* Aim of the exercise
Each entry below is to be extracted exactly.

(Object point labels)
::::::

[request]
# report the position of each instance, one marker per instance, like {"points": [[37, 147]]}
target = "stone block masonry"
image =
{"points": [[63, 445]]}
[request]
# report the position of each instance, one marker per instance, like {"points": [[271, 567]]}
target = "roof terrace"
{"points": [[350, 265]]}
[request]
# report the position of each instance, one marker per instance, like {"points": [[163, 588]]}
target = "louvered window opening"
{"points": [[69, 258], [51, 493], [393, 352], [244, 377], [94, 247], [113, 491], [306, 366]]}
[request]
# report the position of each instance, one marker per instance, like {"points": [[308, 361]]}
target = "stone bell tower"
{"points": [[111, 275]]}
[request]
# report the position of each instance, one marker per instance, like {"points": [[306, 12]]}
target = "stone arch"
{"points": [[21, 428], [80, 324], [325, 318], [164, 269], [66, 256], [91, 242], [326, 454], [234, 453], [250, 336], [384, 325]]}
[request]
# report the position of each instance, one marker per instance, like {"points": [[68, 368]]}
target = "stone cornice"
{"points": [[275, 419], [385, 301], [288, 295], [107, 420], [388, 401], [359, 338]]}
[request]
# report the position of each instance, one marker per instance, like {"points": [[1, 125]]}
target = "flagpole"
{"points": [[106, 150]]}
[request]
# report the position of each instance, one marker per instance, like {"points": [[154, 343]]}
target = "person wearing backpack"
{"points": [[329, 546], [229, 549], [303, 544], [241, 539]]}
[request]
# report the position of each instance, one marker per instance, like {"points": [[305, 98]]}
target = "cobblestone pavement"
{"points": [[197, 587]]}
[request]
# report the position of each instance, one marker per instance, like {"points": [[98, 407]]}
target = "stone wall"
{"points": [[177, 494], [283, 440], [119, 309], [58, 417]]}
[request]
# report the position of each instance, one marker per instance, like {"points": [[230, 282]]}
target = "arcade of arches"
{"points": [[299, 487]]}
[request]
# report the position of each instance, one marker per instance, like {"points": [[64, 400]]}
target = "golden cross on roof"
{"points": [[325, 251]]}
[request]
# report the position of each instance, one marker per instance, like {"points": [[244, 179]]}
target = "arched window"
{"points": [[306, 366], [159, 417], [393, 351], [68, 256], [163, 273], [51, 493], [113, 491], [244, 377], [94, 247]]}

::::::

* Output for this exercise
[request]
# report the position of each instance, one marker per instance, like {"points": [[37, 147]]}
target = "stone block masonry"
image =
{"points": [[63, 445]]}
[request]
# report the position of each instance, one marker per instance, like {"points": [[271, 567]]}
target = "roof terrace"
{"points": [[350, 265]]}
[request]
# report the position of each instance, one marker per instance, like {"points": [[163, 588]]}
target = "louvered window opening"
{"points": [[69, 258], [51, 493], [393, 352], [244, 377], [94, 247], [113, 491], [306, 366]]}
[request]
# report the position of each instance, one marker per instance, like {"points": [[308, 361]]}
target = "stone bell tower"
{"points": [[111, 275]]}
[request]
# report the position of each instance, one marker per instance, like {"points": [[306, 12]]}
target = "stone arch"
{"points": [[21, 428], [80, 324], [325, 318], [164, 269], [66, 256], [91, 242], [326, 454], [234, 453], [250, 336], [384, 325]]}
[request]
# report the position of each instance, one marker per instance, like {"points": [[68, 368]]}
target = "stone cornice"
{"points": [[275, 419], [385, 301], [288, 295], [107, 420], [388, 401], [359, 338]]}
[request]
# report the position of each instance, one marker per instance, like {"points": [[1, 125]]}
target = "flagpole"
{"points": [[106, 150]]}
[request]
# report the position of each instance, one marker per instance, like {"points": [[154, 343]]}
target = "person wearing backpack"
{"points": [[329, 546], [229, 549], [303, 544], [241, 539]]}
[request]
# report the position of each instance, one marker per instance, like {"points": [[305, 98]]}
target = "cobblestone pavement"
{"points": [[197, 587]]}
[request]
# report the position of each instance, one marker per instance, like {"points": [[98, 407]]}
target = "stone wall"
{"points": [[177, 494], [283, 440], [119, 309], [58, 417]]}
[request]
# report the position of each instance, one marker per instance, like {"points": [[230, 282]]}
target = "arcade of arches"
{"points": [[299, 487]]}
[request]
# report the position of each instance, one marker per instance, like {"points": [[64, 400]]}
target = "golden cross on roof"
{"points": [[325, 251]]}
[request]
# report the position of each instance, one marker per instance, like {"points": [[244, 179]]}
target = "arched window"
{"points": [[306, 366], [159, 417], [393, 351], [68, 256], [163, 273], [51, 493], [113, 491], [244, 377], [94, 247]]}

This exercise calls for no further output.